DATA PROVIDED -

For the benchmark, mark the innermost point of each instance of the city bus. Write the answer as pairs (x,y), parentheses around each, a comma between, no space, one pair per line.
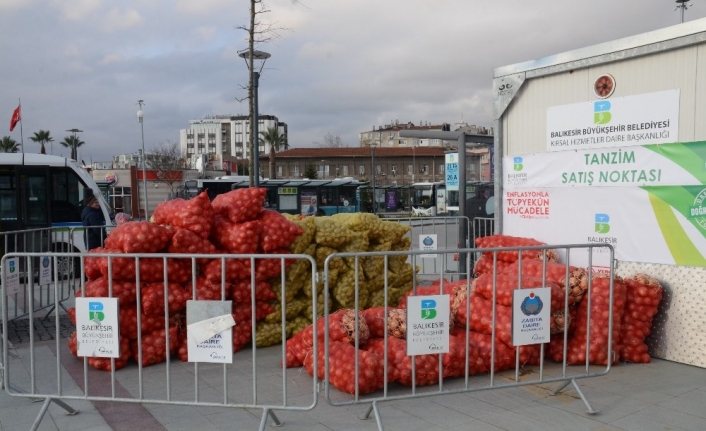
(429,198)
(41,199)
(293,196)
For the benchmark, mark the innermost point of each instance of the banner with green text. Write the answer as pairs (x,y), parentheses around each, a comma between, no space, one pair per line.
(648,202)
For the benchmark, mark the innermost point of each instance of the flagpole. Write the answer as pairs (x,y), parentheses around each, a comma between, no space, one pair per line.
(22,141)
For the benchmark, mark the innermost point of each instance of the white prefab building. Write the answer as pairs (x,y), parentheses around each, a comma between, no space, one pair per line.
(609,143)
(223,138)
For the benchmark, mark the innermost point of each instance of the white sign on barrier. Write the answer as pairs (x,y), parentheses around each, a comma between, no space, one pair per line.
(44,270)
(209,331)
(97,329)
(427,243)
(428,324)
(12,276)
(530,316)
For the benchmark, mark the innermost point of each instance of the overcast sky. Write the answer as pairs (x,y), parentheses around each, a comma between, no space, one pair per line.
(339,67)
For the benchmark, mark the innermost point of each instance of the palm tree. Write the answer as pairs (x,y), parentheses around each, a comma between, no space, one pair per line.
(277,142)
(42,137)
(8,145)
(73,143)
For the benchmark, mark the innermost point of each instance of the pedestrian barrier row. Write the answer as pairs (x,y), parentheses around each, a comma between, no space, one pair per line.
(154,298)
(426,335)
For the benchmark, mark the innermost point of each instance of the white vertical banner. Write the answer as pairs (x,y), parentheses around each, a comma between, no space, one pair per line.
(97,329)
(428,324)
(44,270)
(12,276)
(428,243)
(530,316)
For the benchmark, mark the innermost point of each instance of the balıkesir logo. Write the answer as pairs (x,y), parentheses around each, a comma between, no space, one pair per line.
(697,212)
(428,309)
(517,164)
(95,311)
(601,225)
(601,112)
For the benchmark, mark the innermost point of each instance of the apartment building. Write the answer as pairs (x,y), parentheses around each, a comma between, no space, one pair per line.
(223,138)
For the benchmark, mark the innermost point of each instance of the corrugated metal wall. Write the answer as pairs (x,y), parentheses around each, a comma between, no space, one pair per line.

JOB - Transcribe the material above word for word, omitting the pictures.

REPLY TO THE TASK -
For the benchmark, mark the innermost point of each instance of the city bus. Write the answer as pairs (x,y), parentheses around each, a comma between, no space, one pair per line.
(429,198)
(41,199)
(293,196)
For the benchmark, mark the innermost point of each instance of the banner with green text. Write the answer as pairs (x,y), parentheses around each, a comma between, no space, one pair per line.
(648,202)
For the benchmark, mark the innermost point of each instance of the flagpole. Write the answer as pairs (x,y), parentheses around each, a comma between, no space, one pair per line.
(22,141)
For the benchmark, mark the innermost point of each instance of the white prefab building. Write the answer as pairs (x,y), parentheses around each, a comma between, no space, one pair per line.
(609,143)
(223,138)
For the benchmark, mark the innermost point of each instance of the white sign on barrier. Write the answer as pairs (x,y), parentheses around each, a comma between, no space, one pair per line.
(44,270)
(209,331)
(97,329)
(427,243)
(428,324)
(12,276)
(530,316)
For the benchmark, mark the innermost point of each instance of the overcast sky. Write the answer as pairs (x,y), parentheses around each, a comma between, no space, one pair per line.
(339,67)
For the benchmark, mark the innermost point of each instance of the palm tree. Write the answer as pairs (x,y), parentheses around each, a comma between, no space, one pair per line.
(277,142)
(42,137)
(8,145)
(73,143)
For the benchmark, mark the innermost point of each instance of the pedestrian barrier row. Write the answer as pairs (x,y), parentheses around each, a comma between, no space, one pair per line.
(154,298)
(426,335)
For the benchmark, mark the innermost point of each instance of the white vertical banner. Write the answer as pairs (x,y), parentheses around each, a comma between, no space, one pair per line.
(97,329)
(428,324)
(44,270)
(12,276)
(428,243)
(530,316)
For the benchmark, mark the innermost point of each instance of the balıkesir logo. Write the answer as pairs (x,y), parentheses around each, a comma between, no space, one pair per line.
(697,212)
(428,309)
(517,164)
(95,311)
(601,225)
(601,112)
For the benchmark, mark the innermost point of each instance of the apartment building. Write the answer as pairs (x,y), parentheses around each, a comma between, no space, one pair per line.
(223,138)
For the benchmark, mark the innermost point of each instance of the corrugated metal wall. Write the answer as pairs (x,y), parentheses around each, a comma between, no space, one pair per line.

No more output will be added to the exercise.